[Excerpts from a detection dataset]
┏━━
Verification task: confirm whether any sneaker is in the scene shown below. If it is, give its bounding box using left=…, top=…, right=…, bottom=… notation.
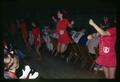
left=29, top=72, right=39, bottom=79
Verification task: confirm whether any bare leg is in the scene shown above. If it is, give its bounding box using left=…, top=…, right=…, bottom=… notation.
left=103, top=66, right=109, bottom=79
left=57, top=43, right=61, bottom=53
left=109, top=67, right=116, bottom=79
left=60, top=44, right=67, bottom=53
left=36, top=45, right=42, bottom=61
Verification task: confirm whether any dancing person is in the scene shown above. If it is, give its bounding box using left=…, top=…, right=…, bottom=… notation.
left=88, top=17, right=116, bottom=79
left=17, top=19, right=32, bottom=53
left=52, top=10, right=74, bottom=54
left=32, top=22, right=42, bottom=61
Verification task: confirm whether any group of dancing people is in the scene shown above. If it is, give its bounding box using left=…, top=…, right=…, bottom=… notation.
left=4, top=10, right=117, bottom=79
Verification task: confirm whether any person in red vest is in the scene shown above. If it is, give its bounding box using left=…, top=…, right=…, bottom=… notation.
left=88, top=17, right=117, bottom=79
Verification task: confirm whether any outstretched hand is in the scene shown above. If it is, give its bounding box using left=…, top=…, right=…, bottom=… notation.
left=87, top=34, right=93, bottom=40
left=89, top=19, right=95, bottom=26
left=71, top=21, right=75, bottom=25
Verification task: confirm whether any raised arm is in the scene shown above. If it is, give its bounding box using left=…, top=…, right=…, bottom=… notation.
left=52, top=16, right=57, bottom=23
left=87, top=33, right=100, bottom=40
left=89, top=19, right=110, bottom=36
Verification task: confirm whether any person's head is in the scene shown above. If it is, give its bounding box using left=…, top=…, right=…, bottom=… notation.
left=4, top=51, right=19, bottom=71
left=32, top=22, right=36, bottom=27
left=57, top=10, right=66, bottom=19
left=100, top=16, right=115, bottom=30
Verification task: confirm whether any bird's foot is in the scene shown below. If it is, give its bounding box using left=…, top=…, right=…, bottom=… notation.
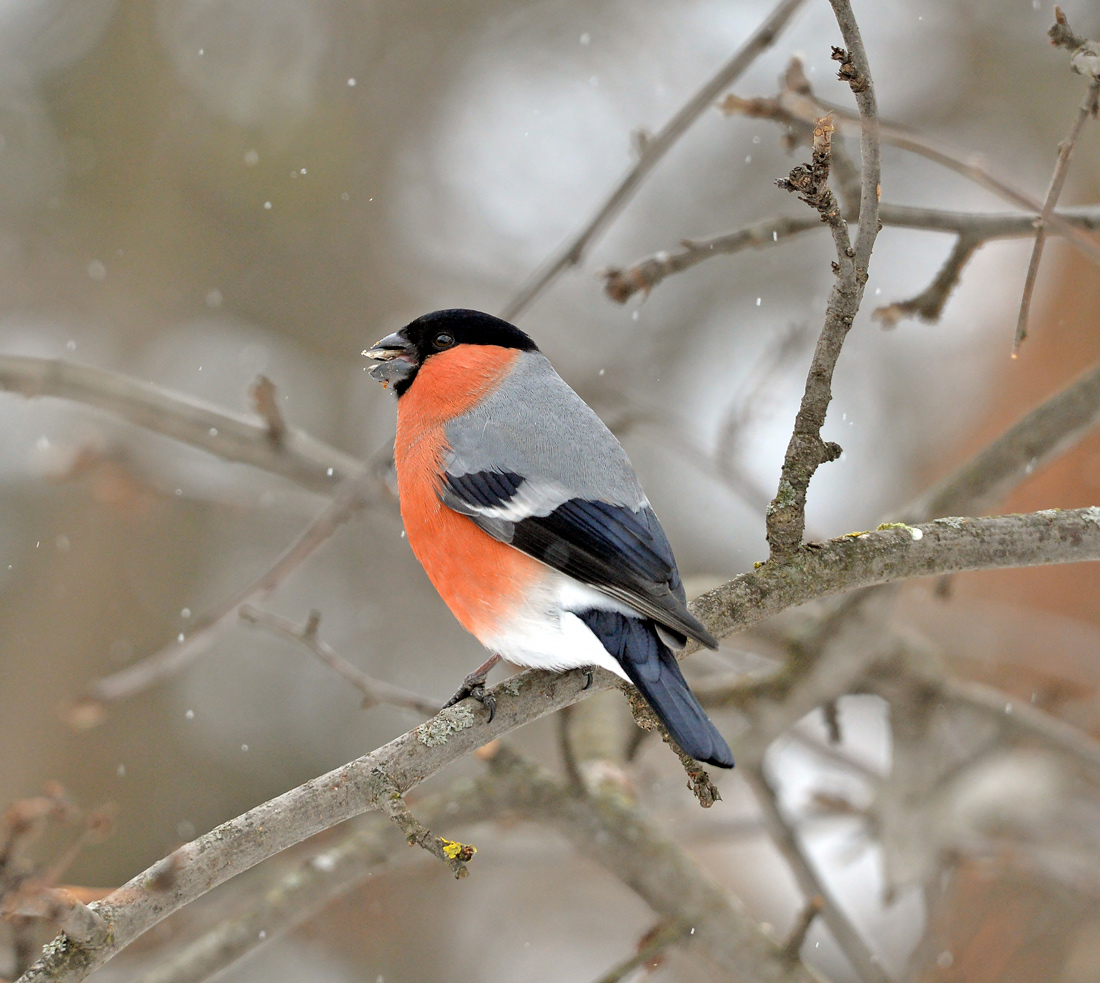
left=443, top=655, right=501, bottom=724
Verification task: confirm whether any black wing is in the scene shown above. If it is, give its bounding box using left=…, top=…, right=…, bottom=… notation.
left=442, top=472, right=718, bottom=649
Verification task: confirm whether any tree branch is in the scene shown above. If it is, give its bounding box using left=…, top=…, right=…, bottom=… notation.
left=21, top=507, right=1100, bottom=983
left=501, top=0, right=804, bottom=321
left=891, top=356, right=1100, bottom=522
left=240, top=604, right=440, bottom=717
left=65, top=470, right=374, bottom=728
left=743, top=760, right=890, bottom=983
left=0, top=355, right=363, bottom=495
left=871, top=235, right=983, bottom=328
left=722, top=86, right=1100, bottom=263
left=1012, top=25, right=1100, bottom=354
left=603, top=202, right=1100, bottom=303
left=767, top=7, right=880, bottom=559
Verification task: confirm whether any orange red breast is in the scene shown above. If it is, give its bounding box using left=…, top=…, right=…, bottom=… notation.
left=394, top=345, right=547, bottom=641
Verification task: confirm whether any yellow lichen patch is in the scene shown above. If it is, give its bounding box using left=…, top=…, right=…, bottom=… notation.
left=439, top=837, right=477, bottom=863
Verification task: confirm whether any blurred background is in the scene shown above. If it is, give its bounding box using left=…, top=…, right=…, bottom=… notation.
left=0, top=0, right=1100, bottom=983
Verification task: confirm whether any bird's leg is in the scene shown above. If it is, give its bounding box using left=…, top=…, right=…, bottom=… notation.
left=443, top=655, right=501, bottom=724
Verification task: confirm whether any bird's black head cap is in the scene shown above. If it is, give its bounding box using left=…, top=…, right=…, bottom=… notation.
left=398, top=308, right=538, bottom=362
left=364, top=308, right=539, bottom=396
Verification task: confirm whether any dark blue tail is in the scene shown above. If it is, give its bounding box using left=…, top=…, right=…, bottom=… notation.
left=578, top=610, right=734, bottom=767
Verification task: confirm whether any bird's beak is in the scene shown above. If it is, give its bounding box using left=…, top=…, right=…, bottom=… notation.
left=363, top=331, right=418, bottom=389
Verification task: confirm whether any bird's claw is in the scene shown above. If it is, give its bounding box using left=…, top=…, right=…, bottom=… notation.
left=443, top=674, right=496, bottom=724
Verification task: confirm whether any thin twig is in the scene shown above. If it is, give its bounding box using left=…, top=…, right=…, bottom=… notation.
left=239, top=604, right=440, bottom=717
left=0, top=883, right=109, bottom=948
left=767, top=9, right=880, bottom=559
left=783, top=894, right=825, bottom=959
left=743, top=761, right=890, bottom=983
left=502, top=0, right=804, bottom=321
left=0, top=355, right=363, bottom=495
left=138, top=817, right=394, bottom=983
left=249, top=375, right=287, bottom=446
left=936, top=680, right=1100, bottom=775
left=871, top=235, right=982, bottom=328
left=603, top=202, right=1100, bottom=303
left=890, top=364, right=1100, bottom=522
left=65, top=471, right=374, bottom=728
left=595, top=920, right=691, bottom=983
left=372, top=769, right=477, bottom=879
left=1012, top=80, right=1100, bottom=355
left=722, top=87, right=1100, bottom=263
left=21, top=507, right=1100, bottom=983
┗━━
┏━━
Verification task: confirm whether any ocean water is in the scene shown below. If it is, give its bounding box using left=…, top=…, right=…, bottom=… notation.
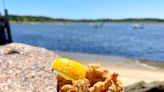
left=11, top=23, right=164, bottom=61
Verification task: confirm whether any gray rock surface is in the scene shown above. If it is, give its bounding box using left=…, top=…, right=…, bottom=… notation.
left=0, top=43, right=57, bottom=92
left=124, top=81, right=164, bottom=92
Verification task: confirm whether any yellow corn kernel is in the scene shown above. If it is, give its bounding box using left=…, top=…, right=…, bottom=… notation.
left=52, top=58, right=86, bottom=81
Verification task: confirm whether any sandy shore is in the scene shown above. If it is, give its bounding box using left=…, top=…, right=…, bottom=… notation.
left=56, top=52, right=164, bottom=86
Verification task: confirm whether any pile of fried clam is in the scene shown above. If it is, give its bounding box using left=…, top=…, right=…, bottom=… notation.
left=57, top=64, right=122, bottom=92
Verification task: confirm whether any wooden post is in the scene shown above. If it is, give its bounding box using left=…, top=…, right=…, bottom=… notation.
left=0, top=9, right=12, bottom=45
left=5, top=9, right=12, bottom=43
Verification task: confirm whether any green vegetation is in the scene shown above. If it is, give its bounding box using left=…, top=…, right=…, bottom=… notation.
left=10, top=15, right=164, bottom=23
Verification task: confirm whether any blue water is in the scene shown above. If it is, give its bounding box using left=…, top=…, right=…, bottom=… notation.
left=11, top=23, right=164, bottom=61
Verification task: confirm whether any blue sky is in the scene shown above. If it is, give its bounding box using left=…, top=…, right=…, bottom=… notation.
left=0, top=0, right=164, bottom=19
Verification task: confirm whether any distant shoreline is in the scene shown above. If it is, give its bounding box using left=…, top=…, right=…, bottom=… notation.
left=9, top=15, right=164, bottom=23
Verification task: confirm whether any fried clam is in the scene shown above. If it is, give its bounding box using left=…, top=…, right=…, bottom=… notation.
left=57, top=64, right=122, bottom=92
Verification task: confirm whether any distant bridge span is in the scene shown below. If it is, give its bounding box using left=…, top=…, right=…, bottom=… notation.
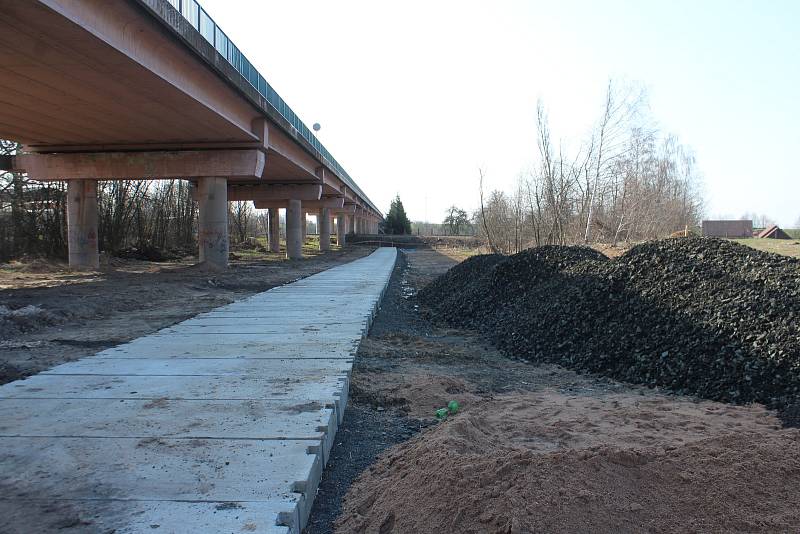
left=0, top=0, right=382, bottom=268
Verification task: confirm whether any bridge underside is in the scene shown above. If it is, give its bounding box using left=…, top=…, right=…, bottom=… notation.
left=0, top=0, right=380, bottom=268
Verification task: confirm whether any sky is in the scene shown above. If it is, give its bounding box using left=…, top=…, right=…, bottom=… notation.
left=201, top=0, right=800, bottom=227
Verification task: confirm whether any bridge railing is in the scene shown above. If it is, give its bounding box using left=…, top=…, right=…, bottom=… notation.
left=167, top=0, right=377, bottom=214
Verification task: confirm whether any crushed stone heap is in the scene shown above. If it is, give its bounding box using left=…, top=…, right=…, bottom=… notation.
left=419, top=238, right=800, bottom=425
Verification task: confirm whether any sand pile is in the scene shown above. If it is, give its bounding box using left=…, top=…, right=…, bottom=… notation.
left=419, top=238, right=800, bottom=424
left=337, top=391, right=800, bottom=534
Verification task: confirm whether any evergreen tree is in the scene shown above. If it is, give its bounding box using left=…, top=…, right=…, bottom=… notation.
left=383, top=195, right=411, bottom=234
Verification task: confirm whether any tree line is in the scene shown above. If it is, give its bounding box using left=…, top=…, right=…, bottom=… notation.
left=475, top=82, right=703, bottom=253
┗━━
┏━━
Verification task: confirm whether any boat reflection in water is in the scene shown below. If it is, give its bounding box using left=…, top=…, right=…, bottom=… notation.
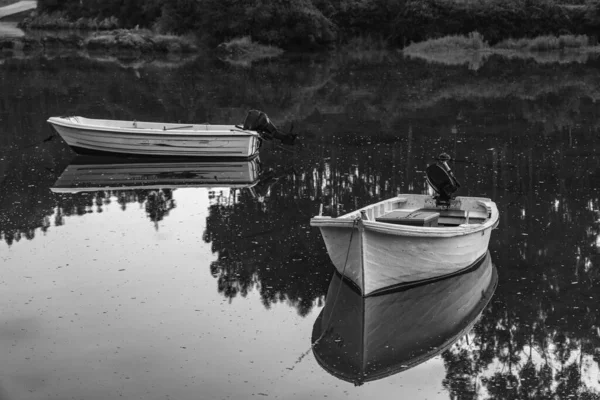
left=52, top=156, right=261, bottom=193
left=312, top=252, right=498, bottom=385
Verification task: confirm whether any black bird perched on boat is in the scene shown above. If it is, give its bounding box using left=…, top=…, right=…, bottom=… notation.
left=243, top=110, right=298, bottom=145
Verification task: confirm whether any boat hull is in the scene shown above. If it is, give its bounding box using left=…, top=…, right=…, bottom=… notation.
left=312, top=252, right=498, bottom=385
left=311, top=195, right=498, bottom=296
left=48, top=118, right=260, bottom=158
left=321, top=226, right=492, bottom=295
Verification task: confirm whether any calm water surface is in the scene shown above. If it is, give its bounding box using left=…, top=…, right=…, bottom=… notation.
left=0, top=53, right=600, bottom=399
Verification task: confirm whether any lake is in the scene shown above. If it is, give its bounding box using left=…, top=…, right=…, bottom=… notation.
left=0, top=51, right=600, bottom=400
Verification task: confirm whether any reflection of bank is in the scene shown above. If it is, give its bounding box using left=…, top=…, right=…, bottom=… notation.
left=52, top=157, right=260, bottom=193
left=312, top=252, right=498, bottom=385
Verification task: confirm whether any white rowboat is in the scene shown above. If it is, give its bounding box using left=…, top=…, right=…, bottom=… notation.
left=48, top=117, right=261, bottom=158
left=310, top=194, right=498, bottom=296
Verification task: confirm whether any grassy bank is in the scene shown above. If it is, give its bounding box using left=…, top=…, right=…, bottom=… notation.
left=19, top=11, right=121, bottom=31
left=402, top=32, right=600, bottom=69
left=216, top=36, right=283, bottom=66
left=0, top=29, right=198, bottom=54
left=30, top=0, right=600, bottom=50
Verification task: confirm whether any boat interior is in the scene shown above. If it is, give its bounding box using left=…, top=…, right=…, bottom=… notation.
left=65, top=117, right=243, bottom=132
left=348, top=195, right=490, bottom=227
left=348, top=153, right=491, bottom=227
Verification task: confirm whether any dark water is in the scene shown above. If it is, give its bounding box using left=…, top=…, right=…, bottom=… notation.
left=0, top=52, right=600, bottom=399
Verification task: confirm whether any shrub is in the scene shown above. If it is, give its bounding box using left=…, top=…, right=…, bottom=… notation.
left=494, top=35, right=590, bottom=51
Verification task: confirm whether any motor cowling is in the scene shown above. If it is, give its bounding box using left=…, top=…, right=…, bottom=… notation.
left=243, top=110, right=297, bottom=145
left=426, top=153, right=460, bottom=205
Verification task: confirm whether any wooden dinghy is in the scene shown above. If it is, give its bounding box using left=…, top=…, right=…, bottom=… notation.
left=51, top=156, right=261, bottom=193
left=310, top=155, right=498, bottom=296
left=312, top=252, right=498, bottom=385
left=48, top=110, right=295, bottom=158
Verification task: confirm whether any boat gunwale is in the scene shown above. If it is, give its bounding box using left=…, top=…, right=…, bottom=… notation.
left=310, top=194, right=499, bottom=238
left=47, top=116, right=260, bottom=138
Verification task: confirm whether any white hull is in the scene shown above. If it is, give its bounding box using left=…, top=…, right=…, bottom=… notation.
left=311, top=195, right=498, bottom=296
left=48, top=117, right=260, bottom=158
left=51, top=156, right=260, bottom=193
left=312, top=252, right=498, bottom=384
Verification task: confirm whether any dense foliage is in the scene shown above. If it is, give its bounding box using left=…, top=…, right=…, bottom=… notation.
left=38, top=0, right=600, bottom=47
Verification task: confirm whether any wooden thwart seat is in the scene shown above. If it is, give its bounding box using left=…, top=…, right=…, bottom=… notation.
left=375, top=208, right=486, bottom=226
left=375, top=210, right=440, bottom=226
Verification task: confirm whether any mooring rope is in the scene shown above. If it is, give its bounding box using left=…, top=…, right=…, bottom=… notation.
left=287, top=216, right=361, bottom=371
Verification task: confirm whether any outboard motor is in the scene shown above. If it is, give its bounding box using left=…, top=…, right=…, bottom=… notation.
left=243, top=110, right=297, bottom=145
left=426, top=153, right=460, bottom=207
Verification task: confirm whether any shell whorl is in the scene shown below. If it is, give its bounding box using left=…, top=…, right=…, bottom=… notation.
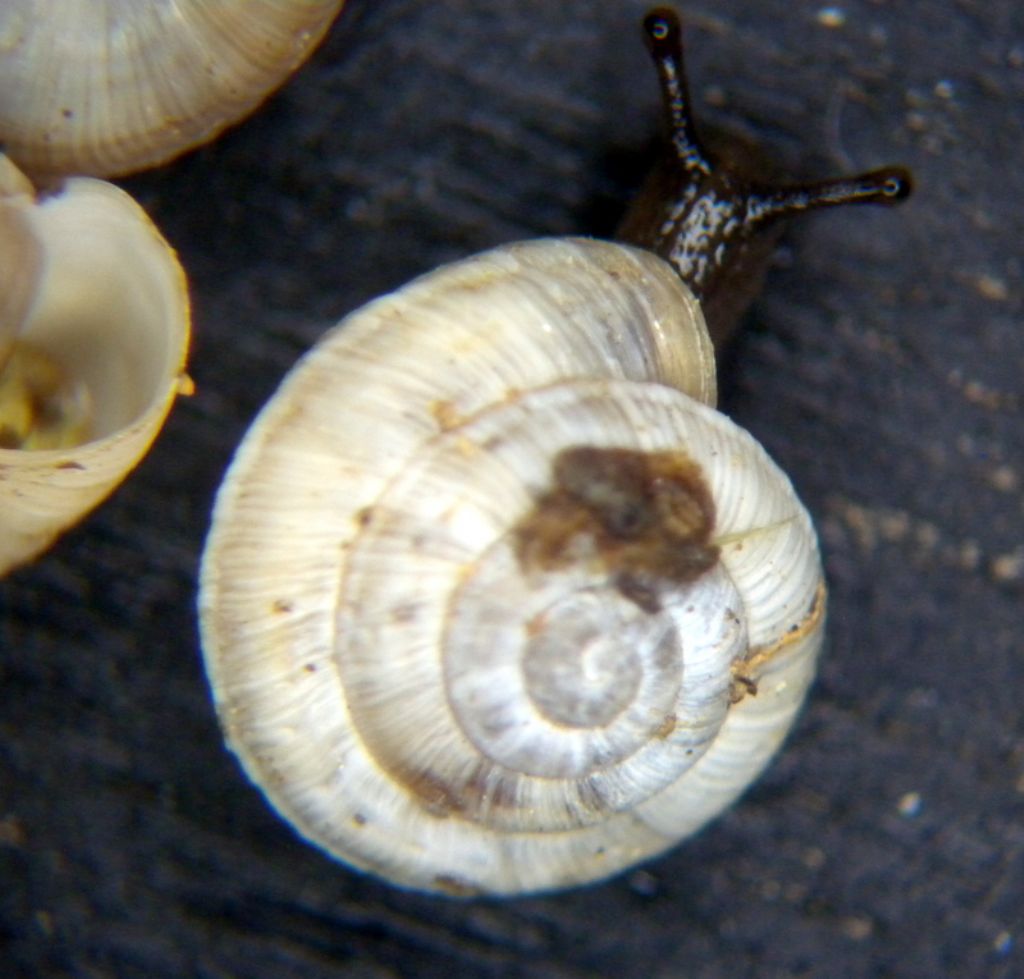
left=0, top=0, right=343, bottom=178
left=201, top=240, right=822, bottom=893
┗━━
Exercise description: Copy the data word for word, beginning with the line that contains "Verification task: confirm whether any sneaker" and continuing through the line that contains "left=29, top=72, right=39, bottom=79". Leave the pictures out of your copy.

Solution below:
Verification task: confirm whether any sneaker is in the scene shown below. If it is, give its bounding box using left=…, top=…, right=…, bottom=… notation.
left=29, top=72, right=39, bottom=79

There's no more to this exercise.